Source document Block Start

At the level of economists' nationality it is equally clear what is going on: German (and French) economists grew up and lived in a world where somebody else--the benevolent Kindlebergian hegemon of the United States--took on the task of maintaining a stable level of aggregate demand in the North Atlantic as a whole. With the possibility of large hemisphere-wide demand shortfalls ruled out, it made intellectual, pragmatic, and policy sense to focus on the "structural".
I think that this is both patronizing and too kind. First, most US economists have never worked at the Fed or the Treasury -- they are spectators just like Germans and Frenchmen. But more importantly, there was a massive prolonged European demand shortfall from the late 70s through the early 90s. Enormous unemployment rates are not new.
The focus on the structural is free floating ideology not a superstructure carried on the patient back of any hegemon. In 1985-6, the UK was the prime example of Eurosclerosis in "Hysteresis and the European Unemployment Problem" Blanchard & Summers (1986). Then the stock market crashed in 1987 and the lady who was not for turning turned to monetary stimulus. This caused increased inflation and an actual shortage of skilled labour (I type the u as it was in the UK -- I read papers about how firms couldn't fill vacancies).
Then the border of the stagnating swamp of structural stupidity shifted from the Atlantic to the English channel. The good tough rigorous market based structure became anglophone not American. The case of an inadvertant shift to excess aggregate demand and the long lasting consequences had no effect on the conviction that Europes problems were structural.
French and German technocrats can ignore aggregate demand, because they have learned to ignore double digit unemployment, not because the USA benevolently hegemonically prevented it. A German wrote "only the rational is real" before a German wrote "only the real is rational". Both were fact resistant ideologues. Neither Hegel nor Marx has many more disciples than Friedman, but Brad DeLong won't quite give up on the Marxist faith that ideology must have some basis in someone's material interests somehow.

Source document Block End

• **Exercise brief**
Check each statement against the passage on European unemployment, and mark it yes or no with the deciding words quoted from the passage. 1. The writer says most US economists have worked at the Fed or the Treasury. 2. The stock market crashed in 1987. 3. In 1985-6 the UK was the prime example of Eurosclerosis. Answer from the passage on European unemployment alone.

Record extracts Block Start

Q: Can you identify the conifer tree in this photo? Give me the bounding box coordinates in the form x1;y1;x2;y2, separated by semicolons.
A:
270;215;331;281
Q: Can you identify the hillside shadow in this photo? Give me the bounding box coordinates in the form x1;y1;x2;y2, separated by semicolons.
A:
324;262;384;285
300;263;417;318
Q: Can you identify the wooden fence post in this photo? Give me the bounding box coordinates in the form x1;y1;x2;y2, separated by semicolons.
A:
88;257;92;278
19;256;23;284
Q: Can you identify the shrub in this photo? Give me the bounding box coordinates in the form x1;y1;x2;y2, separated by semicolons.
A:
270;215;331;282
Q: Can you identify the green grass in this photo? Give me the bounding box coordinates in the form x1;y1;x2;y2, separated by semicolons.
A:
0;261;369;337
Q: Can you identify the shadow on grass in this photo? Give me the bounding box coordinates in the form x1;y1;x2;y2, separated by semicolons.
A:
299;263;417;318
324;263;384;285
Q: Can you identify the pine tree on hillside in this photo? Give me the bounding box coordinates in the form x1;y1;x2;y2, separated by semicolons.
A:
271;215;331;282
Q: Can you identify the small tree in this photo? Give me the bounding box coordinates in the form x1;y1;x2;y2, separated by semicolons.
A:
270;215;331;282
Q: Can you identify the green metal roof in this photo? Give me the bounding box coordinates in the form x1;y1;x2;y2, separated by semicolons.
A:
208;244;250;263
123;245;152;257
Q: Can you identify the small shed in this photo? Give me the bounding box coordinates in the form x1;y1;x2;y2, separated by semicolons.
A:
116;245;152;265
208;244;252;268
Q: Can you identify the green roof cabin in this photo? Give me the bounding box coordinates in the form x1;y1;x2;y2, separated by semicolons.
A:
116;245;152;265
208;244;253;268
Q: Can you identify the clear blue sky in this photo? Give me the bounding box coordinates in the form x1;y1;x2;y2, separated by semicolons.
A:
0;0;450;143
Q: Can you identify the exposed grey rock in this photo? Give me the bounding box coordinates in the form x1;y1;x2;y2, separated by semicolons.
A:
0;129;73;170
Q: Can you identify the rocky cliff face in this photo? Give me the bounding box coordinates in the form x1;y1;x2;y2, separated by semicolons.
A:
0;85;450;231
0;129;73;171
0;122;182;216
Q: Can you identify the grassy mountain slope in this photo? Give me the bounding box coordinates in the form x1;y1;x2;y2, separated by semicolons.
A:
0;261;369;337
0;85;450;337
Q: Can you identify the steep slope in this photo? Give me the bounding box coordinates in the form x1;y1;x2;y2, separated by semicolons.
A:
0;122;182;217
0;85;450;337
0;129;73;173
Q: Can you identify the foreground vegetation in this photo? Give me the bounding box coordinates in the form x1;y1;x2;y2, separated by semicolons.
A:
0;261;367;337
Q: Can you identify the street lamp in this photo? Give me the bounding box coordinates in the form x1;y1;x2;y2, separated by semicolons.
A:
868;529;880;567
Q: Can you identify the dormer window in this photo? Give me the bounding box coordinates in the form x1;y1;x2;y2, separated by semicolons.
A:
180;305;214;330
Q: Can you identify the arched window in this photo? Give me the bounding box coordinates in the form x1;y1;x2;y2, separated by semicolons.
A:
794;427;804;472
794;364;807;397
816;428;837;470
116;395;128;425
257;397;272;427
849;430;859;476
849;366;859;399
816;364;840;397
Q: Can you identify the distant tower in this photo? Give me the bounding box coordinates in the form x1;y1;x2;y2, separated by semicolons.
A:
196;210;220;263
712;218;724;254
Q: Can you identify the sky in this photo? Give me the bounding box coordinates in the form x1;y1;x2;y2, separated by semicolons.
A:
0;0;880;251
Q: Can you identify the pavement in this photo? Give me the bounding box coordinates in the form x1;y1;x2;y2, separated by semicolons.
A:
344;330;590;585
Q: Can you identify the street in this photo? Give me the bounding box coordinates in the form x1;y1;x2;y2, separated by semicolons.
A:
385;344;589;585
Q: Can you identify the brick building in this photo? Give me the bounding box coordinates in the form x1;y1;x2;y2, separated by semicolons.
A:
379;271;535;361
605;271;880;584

Record extracts Block End

• **Expected output**
1. No: "most US economists have never worked at the Fed or the Treasury"
2. Yes: "Then the stock market crashed in 1987"
3. Yes: "In 1985-6, the UK was the prime example of Eurosclerosis"